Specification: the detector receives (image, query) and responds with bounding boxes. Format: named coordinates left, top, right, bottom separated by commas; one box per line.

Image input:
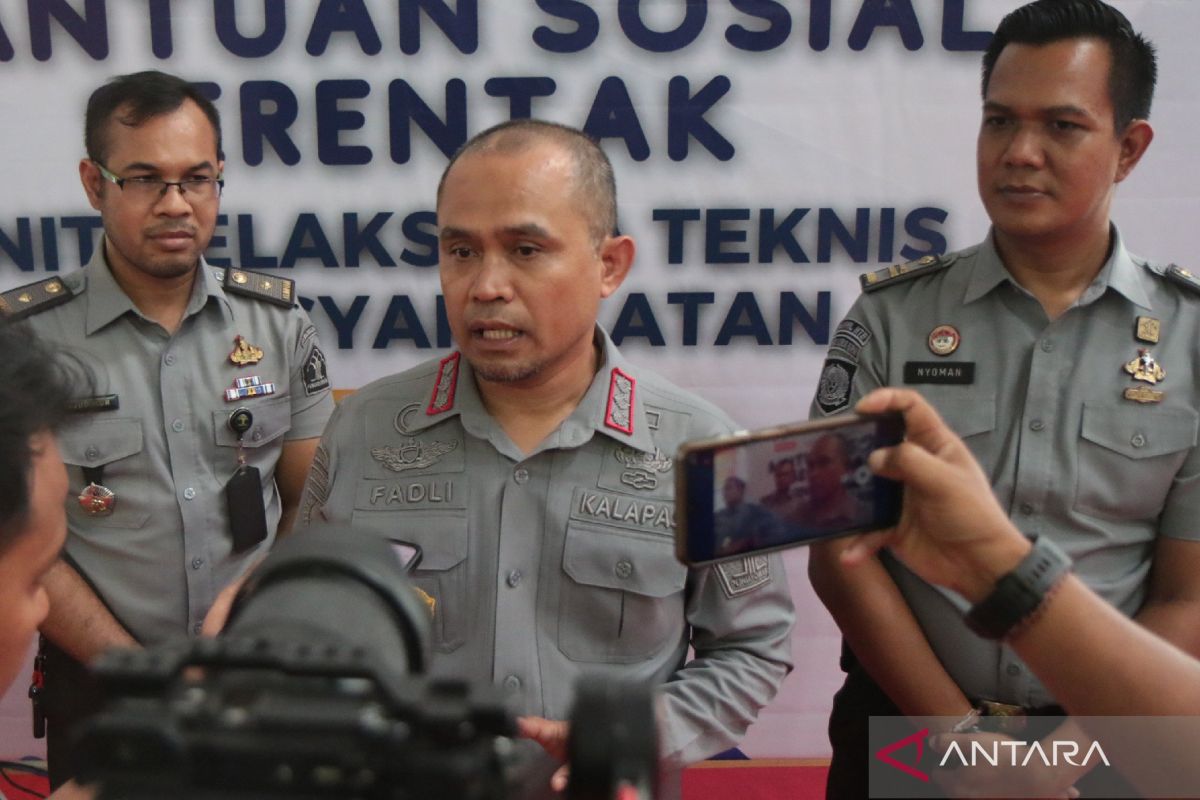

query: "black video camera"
left=79, top=527, right=658, bottom=800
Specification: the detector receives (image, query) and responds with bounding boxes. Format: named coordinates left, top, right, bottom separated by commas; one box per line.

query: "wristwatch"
left=966, top=534, right=1070, bottom=639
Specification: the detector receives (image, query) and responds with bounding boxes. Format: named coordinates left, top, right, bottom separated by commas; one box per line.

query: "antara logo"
left=875, top=728, right=929, bottom=783
left=875, top=728, right=1111, bottom=783
left=937, top=739, right=1111, bottom=766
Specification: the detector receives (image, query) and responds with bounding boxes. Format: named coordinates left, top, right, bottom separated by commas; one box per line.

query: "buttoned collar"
left=83, top=239, right=229, bottom=336
left=962, top=225, right=1150, bottom=308
left=408, top=325, right=654, bottom=458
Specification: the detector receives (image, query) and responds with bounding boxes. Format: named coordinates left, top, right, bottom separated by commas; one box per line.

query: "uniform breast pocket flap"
left=212, top=396, right=292, bottom=450
left=1075, top=404, right=1200, bottom=519
left=558, top=522, right=688, bottom=663
left=58, top=419, right=150, bottom=529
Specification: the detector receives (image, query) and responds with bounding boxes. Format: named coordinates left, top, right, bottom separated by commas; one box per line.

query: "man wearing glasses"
left=0, top=72, right=332, bottom=786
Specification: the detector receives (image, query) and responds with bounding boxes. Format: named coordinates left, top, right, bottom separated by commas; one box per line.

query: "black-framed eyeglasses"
left=91, top=161, right=224, bottom=203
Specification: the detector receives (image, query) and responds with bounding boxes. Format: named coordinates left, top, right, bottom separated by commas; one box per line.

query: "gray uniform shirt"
left=812, top=229, right=1200, bottom=706
left=18, top=246, right=332, bottom=644
left=301, top=331, right=793, bottom=760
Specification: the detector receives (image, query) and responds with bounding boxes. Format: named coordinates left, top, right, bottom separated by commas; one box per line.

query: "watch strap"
left=966, top=534, right=1070, bottom=639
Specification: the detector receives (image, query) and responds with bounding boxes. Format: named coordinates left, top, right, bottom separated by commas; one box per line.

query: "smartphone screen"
left=676, top=414, right=904, bottom=564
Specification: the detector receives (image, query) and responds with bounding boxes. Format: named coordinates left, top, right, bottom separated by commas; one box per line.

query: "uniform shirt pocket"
left=926, top=387, right=998, bottom=471
left=1075, top=403, right=1200, bottom=519
left=350, top=511, right=470, bottom=652
left=58, top=419, right=150, bottom=528
left=558, top=522, right=688, bottom=663
left=212, top=396, right=292, bottom=455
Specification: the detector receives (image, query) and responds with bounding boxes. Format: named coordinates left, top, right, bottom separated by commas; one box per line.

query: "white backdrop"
left=0, top=0, right=1200, bottom=757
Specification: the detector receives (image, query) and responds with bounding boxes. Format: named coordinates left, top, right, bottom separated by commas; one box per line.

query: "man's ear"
left=600, top=236, right=637, bottom=303
left=1115, top=120, right=1154, bottom=184
left=79, top=158, right=104, bottom=211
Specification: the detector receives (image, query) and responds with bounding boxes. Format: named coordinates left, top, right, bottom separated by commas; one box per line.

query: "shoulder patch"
left=604, top=367, right=637, bottom=435
left=0, top=278, right=74, bottom=320
left=817, top=359, right=858, bottom=414
left=858, top=253, right=958, bottom=291
left=713, top=555, right=770, bottom=600
left=304, top=344, right=329, bottom=397
left=425, top=350, right=462, bottom=416
left=221, top=270, right=296, bottom=308
left=1163, top=264, right=1200, bottom=297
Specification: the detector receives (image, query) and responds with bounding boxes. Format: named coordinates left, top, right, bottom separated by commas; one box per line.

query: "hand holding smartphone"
left=676, top=414, right=905, bottom=564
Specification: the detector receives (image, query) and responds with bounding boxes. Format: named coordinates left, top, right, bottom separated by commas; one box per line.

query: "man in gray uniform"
left=0, top=72, right=332, bottom=784
left=301, top=120, right=793, bottom=777
left=809, top=0, right=1200, bottom=798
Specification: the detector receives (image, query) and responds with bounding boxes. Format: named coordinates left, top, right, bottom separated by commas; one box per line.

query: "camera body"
left=80, top=528, right=658, bottom=800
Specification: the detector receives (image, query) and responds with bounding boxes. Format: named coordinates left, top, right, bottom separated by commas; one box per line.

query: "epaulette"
left=0, top=278, right=74, bottom=320
left=1163, top=264, right=1200, bottom=297
left=858, top=253, right=958, bottom=291
left=221, top=269, right=296, bottom=308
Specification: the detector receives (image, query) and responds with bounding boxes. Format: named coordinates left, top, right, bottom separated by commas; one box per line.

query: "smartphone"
left=676, top=414, right=905, bottom=564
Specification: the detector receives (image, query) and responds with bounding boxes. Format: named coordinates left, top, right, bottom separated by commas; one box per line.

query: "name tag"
left=904, top=361, right=974, bottom=384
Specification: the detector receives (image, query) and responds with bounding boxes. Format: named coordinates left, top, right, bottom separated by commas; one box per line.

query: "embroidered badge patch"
left=604, top=367, right=637, bottom=435
left=715, top=555, right=770, bottom=600
left=425, top=350, right=460, bottom=416
left=304, top=345, right=329, bottom=395
left=817, top=359, right=858, bottom=414
left=829, top=319, right=871, bottom=363
left=612, top=445, right=673, bottom=489
left=371, top=439, right=458, bottom=473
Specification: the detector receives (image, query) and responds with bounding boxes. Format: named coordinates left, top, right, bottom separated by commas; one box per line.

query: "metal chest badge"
left=1124, top=348, right=1166, bottom=384
left=929, top=325, right=962, bottom=355
left=78, top=482, right=116, bottom=517
left=229, top=335, right=263, bottom=367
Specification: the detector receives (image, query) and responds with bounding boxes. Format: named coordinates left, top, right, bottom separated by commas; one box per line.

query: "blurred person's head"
left=721, top=475, right=746, bottom=509
left=0, top=319, right=70, bottom=691
left=770, top=458, right=796, bottom=494
left=805, top=433, right=850, bottom=504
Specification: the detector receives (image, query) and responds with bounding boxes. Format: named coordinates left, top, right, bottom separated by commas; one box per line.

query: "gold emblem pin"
left=1126, top=348, right=1166, bottom=384
left=1134, top=317, right=1162, bottom=344
left=929, top=325, right=962, bottom=355
left=77, top=483, right=116, bottom=517
left=229, top=335, right=263, bottom=367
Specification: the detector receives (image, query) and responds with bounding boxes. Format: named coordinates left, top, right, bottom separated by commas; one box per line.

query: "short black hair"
left=438, top=119, right=617, bottom=247
left=983, top=0, right=1158, bottom=132
left=83, top=70, right=222, bottom=163
left=0, top=318, right=83, bottom=552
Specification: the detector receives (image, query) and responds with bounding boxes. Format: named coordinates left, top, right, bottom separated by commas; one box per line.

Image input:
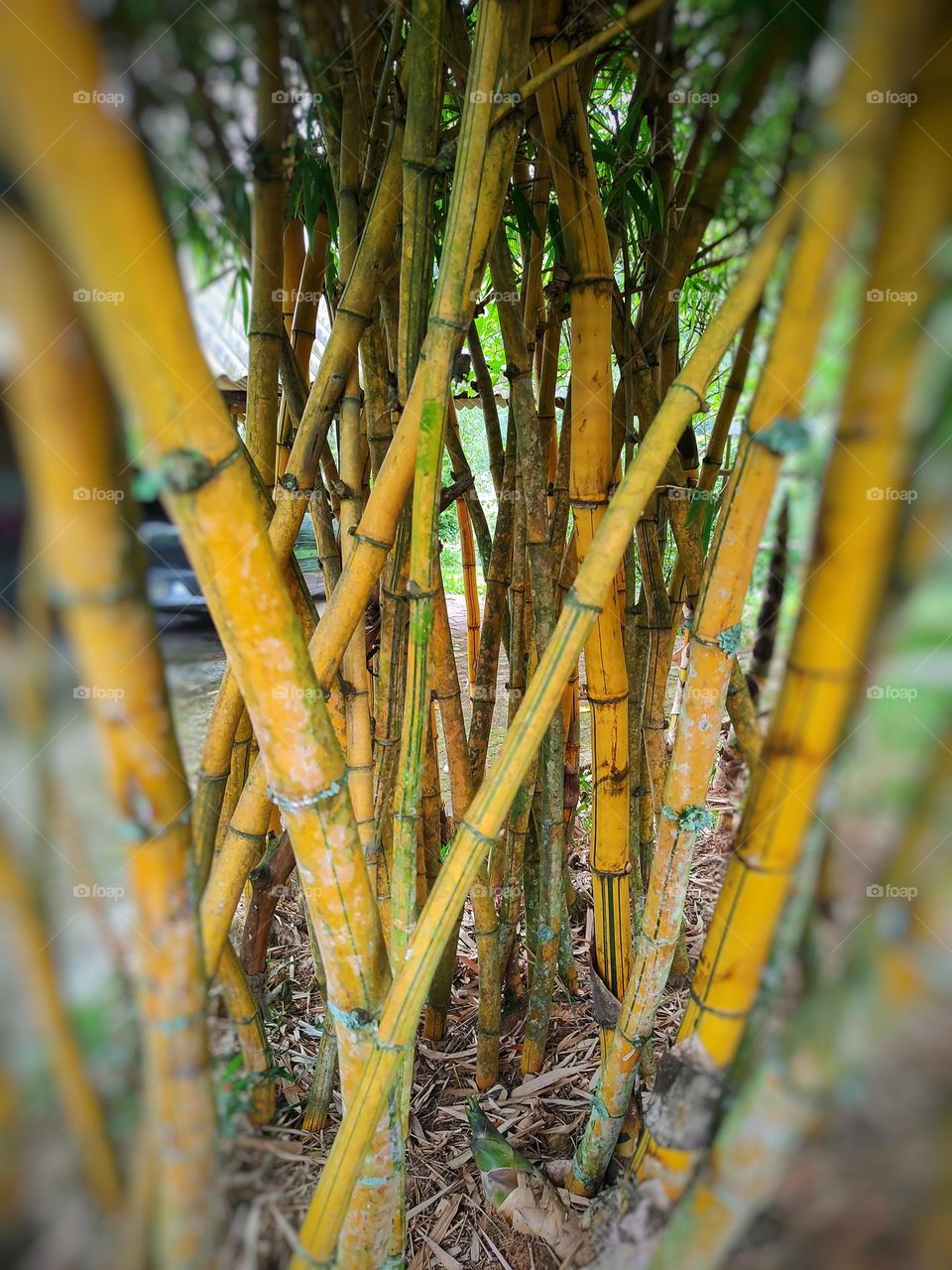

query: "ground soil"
left=0, top=597, right=952, bottom=1270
_ _ _
▸ WHAT IS NEEDED: List every line in the records that contains the string "camera", treating uppercase and lowercase as different.

▸ CORRECT OUTPUT:
query: "black video camera"
query: "camera body"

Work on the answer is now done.